— Start Rows —

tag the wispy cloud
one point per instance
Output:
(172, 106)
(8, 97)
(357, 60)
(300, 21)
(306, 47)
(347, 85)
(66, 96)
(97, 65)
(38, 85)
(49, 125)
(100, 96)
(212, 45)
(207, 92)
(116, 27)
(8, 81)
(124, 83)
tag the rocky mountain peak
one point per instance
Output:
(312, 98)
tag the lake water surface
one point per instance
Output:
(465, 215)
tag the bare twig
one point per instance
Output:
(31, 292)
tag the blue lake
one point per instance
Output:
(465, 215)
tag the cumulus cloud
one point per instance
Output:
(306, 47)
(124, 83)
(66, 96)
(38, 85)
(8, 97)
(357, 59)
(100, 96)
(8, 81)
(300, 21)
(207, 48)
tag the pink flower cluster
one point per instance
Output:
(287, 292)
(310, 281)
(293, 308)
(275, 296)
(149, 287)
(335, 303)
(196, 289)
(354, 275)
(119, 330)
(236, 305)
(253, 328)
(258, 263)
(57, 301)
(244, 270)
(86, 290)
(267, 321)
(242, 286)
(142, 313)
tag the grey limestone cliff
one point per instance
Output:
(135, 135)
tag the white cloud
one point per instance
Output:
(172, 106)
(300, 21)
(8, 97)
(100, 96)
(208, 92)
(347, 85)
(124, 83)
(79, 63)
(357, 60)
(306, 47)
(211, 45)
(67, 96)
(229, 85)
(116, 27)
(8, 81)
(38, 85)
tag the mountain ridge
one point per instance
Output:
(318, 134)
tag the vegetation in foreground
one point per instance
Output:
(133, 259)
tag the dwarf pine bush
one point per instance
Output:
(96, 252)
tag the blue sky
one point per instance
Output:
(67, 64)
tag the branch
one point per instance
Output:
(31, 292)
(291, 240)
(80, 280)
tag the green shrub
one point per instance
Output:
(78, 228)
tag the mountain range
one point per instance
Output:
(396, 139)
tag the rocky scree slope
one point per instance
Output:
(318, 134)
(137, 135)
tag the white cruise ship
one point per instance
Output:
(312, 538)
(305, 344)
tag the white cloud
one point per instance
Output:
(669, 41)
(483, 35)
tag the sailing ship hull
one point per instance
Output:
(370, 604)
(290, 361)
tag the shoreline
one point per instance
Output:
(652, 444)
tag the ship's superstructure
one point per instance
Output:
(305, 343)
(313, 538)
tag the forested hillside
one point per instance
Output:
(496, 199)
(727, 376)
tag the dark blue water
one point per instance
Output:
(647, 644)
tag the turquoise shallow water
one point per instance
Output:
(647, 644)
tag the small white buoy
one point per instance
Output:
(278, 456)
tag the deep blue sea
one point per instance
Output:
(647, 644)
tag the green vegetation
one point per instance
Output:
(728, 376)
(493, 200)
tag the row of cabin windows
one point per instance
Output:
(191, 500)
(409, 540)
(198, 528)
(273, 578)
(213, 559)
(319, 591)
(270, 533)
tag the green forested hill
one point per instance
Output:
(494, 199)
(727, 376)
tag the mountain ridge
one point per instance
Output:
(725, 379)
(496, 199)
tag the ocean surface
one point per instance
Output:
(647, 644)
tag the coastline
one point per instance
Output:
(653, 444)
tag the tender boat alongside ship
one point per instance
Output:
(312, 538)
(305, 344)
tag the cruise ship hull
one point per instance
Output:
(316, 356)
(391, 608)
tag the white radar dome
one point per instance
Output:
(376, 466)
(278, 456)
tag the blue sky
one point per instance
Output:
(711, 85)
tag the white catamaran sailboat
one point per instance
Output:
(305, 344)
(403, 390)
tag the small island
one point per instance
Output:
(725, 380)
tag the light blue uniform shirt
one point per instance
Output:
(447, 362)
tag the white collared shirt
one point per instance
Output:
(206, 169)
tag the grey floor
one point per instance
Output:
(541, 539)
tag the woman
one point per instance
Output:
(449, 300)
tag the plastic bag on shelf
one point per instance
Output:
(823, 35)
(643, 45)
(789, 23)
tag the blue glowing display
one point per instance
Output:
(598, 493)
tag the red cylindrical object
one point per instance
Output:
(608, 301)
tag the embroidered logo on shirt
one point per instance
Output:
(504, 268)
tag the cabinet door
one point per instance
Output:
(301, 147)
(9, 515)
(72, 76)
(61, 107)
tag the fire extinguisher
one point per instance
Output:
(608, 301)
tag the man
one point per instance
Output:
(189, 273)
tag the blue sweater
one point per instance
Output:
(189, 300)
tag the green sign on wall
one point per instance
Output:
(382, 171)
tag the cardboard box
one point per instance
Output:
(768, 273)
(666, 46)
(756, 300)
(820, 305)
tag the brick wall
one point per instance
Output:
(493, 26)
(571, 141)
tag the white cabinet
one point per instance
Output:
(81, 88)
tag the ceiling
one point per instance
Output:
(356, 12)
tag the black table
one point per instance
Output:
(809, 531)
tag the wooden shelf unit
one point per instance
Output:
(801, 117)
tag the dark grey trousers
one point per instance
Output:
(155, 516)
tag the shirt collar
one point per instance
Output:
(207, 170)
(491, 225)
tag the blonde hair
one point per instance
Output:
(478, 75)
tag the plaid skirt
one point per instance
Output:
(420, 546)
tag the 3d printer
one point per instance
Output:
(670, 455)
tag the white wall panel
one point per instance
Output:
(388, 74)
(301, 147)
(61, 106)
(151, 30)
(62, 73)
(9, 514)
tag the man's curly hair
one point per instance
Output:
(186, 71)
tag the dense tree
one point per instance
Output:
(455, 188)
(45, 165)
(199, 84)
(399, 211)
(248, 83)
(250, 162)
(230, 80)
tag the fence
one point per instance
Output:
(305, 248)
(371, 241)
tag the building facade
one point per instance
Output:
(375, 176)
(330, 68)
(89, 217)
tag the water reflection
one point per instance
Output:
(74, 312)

— End Rows —

__What to do__. Transcribe, with no changes, the part of the listing that opens with the line containing "tag the fence" and runs through the final line of the listing, including both ends.

__Full response__.
tag the fence
one point per instance
Output:
(305, 248)
(371, 241)
tag the building facade
one point per instance
Output:
(375, 176)
(330, 68)
(89, 217)
tag the water reflection
one point per instance
Output:
(74, 312)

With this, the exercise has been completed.